Start of Block

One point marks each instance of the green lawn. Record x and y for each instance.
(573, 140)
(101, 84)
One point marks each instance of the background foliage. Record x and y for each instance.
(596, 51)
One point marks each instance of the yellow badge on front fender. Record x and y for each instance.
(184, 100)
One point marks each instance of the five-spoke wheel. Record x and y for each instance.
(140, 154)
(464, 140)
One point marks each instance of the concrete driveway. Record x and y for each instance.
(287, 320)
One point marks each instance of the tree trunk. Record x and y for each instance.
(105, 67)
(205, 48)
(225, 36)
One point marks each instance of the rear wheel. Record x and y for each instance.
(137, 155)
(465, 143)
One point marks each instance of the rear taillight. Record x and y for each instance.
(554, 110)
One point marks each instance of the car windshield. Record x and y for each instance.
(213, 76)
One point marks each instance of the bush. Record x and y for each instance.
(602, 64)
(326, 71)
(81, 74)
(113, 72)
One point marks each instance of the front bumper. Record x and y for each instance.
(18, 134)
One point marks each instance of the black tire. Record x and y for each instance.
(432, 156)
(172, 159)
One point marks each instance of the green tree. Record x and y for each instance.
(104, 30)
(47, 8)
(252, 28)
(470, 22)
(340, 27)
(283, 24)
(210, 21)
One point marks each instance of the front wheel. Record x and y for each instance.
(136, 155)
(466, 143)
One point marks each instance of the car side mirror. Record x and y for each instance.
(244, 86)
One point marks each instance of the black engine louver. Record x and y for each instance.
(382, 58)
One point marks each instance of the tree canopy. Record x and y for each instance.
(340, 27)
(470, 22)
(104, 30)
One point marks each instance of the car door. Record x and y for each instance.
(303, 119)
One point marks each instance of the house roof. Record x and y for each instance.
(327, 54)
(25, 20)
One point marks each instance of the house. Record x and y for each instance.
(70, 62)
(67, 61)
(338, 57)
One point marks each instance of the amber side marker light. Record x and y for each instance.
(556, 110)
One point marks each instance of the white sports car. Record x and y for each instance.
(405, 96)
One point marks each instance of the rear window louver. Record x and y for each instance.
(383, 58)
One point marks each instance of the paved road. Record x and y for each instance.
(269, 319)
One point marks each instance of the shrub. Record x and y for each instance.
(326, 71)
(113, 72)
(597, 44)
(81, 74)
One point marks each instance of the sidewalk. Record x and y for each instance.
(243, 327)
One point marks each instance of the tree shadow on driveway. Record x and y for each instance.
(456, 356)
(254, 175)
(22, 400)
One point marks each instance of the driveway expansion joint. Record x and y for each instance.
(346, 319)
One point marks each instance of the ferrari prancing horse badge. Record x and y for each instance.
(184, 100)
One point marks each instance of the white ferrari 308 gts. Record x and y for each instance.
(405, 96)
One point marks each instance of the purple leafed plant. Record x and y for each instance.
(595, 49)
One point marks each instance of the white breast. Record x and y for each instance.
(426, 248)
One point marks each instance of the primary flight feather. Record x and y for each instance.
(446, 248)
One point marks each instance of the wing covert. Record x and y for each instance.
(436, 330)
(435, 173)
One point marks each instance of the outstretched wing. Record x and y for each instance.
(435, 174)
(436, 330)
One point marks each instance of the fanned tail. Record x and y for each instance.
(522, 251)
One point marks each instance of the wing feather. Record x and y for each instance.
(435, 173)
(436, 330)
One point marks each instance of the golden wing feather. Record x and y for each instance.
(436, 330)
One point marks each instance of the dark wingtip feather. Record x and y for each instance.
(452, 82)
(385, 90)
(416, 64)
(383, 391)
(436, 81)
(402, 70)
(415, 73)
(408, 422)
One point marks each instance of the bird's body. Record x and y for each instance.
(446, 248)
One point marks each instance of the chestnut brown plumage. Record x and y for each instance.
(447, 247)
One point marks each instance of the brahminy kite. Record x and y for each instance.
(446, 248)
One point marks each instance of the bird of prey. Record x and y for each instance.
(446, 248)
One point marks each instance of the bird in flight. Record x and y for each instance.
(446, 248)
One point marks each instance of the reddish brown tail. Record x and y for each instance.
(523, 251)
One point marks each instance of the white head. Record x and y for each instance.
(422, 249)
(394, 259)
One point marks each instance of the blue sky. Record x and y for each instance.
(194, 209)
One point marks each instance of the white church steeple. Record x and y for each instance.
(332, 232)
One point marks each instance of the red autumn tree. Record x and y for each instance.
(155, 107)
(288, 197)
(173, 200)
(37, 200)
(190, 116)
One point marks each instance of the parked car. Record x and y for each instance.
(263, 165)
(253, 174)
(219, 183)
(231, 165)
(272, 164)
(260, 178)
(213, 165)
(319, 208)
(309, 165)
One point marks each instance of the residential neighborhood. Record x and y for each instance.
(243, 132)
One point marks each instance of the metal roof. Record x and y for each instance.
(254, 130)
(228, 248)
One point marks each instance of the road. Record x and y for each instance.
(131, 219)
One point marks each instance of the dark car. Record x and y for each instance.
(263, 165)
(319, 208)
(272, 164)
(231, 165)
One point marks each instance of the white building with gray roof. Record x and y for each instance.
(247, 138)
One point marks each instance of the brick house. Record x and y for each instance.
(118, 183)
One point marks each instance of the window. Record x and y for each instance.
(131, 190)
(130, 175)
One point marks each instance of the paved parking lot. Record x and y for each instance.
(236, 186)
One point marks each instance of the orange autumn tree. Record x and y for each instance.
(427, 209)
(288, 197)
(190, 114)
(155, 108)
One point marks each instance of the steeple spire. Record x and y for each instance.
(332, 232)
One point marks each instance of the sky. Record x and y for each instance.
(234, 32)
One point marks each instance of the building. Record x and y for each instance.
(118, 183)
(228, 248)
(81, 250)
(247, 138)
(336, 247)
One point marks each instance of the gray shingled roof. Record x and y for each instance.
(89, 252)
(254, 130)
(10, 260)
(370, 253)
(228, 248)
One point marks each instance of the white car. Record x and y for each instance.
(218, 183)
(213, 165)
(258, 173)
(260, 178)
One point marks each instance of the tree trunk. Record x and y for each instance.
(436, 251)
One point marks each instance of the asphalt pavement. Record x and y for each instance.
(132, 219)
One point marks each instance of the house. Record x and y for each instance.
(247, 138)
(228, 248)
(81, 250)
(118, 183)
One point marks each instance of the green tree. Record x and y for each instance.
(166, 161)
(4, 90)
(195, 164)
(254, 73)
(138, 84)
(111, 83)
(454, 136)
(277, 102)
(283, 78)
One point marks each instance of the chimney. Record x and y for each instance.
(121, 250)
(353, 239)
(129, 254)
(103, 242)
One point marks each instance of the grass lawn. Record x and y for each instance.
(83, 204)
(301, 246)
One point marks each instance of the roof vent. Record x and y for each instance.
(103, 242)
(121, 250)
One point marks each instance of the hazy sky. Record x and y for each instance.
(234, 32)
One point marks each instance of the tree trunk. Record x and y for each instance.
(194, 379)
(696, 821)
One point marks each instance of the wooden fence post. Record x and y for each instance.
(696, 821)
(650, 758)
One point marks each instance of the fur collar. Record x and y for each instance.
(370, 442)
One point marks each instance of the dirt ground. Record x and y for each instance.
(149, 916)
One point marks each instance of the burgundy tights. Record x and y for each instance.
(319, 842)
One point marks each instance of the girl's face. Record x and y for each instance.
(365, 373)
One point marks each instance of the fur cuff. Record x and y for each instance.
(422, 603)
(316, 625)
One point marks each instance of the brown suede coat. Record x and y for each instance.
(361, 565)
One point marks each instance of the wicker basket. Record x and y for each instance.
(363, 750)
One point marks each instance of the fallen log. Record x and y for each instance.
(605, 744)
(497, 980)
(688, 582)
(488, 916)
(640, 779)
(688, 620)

End of Block

◆ EXERCISE: The listing above is to be copied exactly, in full.

◆ YOUR SOLUTION:
One point marks each instance of the green lawn. Record x and y for each instance.
(573, 140)
(101, 84)
One point marks each instance of the background foliage. Record x and y for each instance.
(596, 51)
One point marks each instance of the yellow badge on front fender. Record x and y for each instance.
(184, 100)
One point marks each instance of the five-spoke wheel. Record x and y for each instance.
(140, 154)
(464, 140)
One point marks each instance of the concrete driveway. Record x and y for each instance.
(287, 320)
One point marks each instance of the tree trunk. Record x and y for each instance.
(105, 67)
(205, 48)
(225, 36)
One point marks each instance of the rear wheel. Record x and y for each instance.
(137, 155)
(465, 143)
One point marks each instance of the rear taillight. Record x and y for each instance.
(554, 110)
One point marks each instance of the car windshield. Record x and y for each instance.
(213, 76)
One point marks each instance of the bush. Record x and y for each instance.
(602, 64)
(326, 71)
(81, 74)
(113, 72)
One point marks each instance of the front bumper. Record x and y for each instance.
(18, 134)
One point marks each instance of the black tire. Record x and y for each instance.
(432, 156)
(172, 159)
One point marks each instance of the green tree. Record x and y for each instance.
(104, 30)
(47, 8)
(252, 28)
(470, 22)
(340, 27)
(283, 24)
(210, 21)
One point marks each instance of the front wheel. Record x and y for each instance.
(136, 155)
(466, 143)
One point marks each instance of the car side mirror. Record x and y for each instance.
(244, 86)
One point marks each instance of the black engine louver. Record x and y for each instance.
(382, 58)
One point marks each instance of the tree canopy. Record x and y for each instance.
(340, 27)
(470, 22)
(104, 30)
One point marks each instance of the car door. Record x and y for each instance.
(303, 119)
One point marks each instance of the house roof. Record x and y for each instance.
(327, 54)
(25, 20)
One point marks each instance of the house. Record x and y for each instance.
(70, 62)
(67, 61)
(338, 57)
One point marks each instance of the amber side marker light. Record x and y for each instance.
(556, 110)
One point marks each instance of the white sports car. Record x and y for each instance.
(405, 96)
One point marks each instance of the rear window louver. Record x and y for each instance.
(383, 58)
One point marks each instance of the paved road. Record x and y for each instance.
(269, 319)
One point marks each instance of the shrub. Record x and y for each instance.
(326, 71)
(113, 72)
(597, 44)
(81, 74)
One point marks each instance of the sidewalk. Record x and y for each instance.
(243, 327)
One point marks each instance of the tree shadow on driveway. Record x and y for each instance.
(456, 356)
(254, 175)
(22, 400)
One point marks each instance of the driveway expansion joint. Record x and y for each instance.
(346, 319)
One point marks each instance of the ferrari prancing horse badge. Record x and y for each instance.
(184, 100)
One point marks each instance of the white ferrari 308 gts. Record x and y for each instance.
(405, 96)
One point marks each instance of the purple leafed plant. Record x and y for each instance.
(595, 49)
One point marks each instance of the white breast. Record x and y for each instance.
(426, 248)
One point marks each instance of the primary flight feather. Record x and y for each instance.
(446, 248)
One point marks each instance of the wing covert. Record x and y for each instance.
(436, 330)
(435, 173)
One point marks each instance of the outstretched wing. Record x and y for each instance.
(435, 174)
(436, 330)
One point marks each instance of the fanned tail. Record x and y for each instance.
(522, 251)
One point marks each instance of the wing feather. Record x and y for each instance.
(435, 173)
(436, 330)
One point marks each instance of the golden wing feather. Record x and y for each instance.
(436, 330)
One point marks each instance of the dark wingtip feather. Record x and y for each instance.
(452, 82)
(385, 90)
(416, 64)
(383, 391)
(436, 81)
(402, 70)
(415, 73)
(408, 422)
One point marks each instance of the bird's body. Record x and y for each instance.
(446, 248)
One point marks each instance of the chestnut brown plumage. Record x and y for each instance.
(447, 247)
One point marks each instance of the brahminy kite. Record x and y for each instance.
(446, 248)
One point marks each instance of the bird of prey. Record x and y for each instance.
(446, 248)
One point marks each instance of the bird in flight. Record x and y for each instance.
(446, 248)
One point marks each instance of the reddish brown tail. Record x and y for each instance.
(523, 251)
One point marks each instance of the white head. Record x and y for each instance.
(422, 249)
(394, 259)
One point marks each instance of the blue sky. Record x and y for each instance.
(194, 209)
One point marks each instance of the white church steeple. Record x and y for each instance.
(332, 232)
One point marks each instance of the red autumn tree. Record x and y for each instance.
(155, 107)
(288, 197)
(173, 200)
(37, 200)
(190, 116)
One point marks each instance of the parked car. Record x and y for each instance.
(263, 165)
(253, 174)
(219, 183)
(231, 165)
(272, 164)
(260, 178)
(213, 165)
(319, 208)
(309, 165)
One point marks each instance of the residential neighborhood. Record x and y for each instance.
(243, 132)
One point marks each instance of the metal roof. Record x and y for each instance.
(254, 130)
(228, 248)
One point marks each instance of the road. Record x and y for each instance.
(131, 219)
One point marks each instance of the dark car. Record x and y for each instance.
(263, 165)
(319, 208)
(272, 164)
(231, 165)
One point marks each instance of the white building with gray roof. Record x and y for each instance.
(247, 138)
One point marks each instance of the brick house. Record x and y for each instance.
(118, 183)
One point marks each instance of the window. Record x and y for each instance.
(131, 190)
(130, 175)
One point marks each instance of the paved parking lot. Record x and y for each instance.
(236, 186)
One point marks each instance of the orange autumn tree. Record x and y for each instance.
(427, 209)
(288, 197)
(190, 114)
(155, 108)
One point marks each instance of the steeple spire. Record x and y for each instance.
(332, 232)
One point marks each instance of the sky. Record x and y for each instance.
(234, 32)
One point marks each instance of the building. Record x and y for each instance.
(118, 183)
(228, 248)
(81, 250)
(247, 138)
(336, 247)
One point marks each instance of the gray shingled roof. Record x and y for each instance.
(89, 252)
(254, 130)
(10, 260)
(370, 253)
(228, 248)
One point marks each instance of the white car. Record x and y for each instance.
(218, 183)
(213, 165)
(258, 173)
(260, 178)
One point marks each instance of the tree trunk. Record x and y for each instance.
(436, 251)
One point marks each instance of the asphalt pavement. Record x and y for each instance.
(132, 219)
One point marks each instance of the house. Record x and y for each instance.
(247, 138)
(228, 248)
(81, 250)
(118, 183)
One point marks each instance of the green tree. Record x and y for each instance.
(166, 161)
(4, 90)
(195, 164)
(254, 73)
(138, 84)
(111, 83)
(454, 136)
(277, 102)
(283, 78)
One point marks each instance of the chimney. Record x and y for each instance.
(121, 250)
(353, 239)
(129, 254)
(103, 242)
One point marks each instance of the grass lawn. Record x and y for each instance.
(83, 204)
(301, 246)
One point marks each instance of the roof vent. Record x and y for each instance.
(103, 242)
(121, 250)
One point marks each instance of the hazy sky. Record x and y for each instance.
(234, 32)
One point marks each instance of the tree trunk. Record x and y for each instance.
(194, 379)
(696, 821)
One point marks each instance of the wooden fence post. Record x and y for each instance.
(696, 821)
(650, 758)
One point marks each instance of the fur collar. Record x and y for each instance.
(370, 442)
One point marks each instance of the dirt ground. Record x and y for each instance.
(149, 916)
One point marks each instance of the burgundy tights. Record x and y for each instance.
(319, 842)
One point marks each instance of the girl's face. Record x and y for each instance.
(365, 373)
One point marks each instance of the fur cuff. Record x and y for each instance.
(422, 603)
(316, 625)
One point marks each instance of the brown suede coat. Record x and y for each instance.
(361, 565)
One point marks each instance of the wicker basket. Record x and y for each instance.
(363, 750)
One point marks each instance of the fallen log. Record x and y for each instance.
(605, 744)
(497, 980)
(688, 582)
(488, 916)
(640, 779)
(688, 620)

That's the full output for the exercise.